** Challenge **
Set down every line of the items below, word for word and character for character, with nothing changed.

Box annotation data, in rows:
(begin)

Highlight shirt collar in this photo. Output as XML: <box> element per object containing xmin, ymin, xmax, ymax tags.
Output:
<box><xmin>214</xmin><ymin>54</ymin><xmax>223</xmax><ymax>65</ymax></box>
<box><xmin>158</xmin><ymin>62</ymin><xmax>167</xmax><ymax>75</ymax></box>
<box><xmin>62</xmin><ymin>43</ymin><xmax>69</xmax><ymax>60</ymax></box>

(end)

** The answer **
Highlight shirt collar in this photo. Output as XML: <box> element per object containing xmin, ymin, xmax, ymax tags.
Output:
<box><xmin>214</xmin><ymin>54</ymin><xmax>223</xmax><ymax>65</ymax></box>
<box><xmin>158</xmin><ymin>62</ymin><xmax>167</xmax><ymax>75</ymax></box>
<box><xmin>62</xmin><ymin>43</ymin><xmax>69</xmax><ymax>60</ymax></box>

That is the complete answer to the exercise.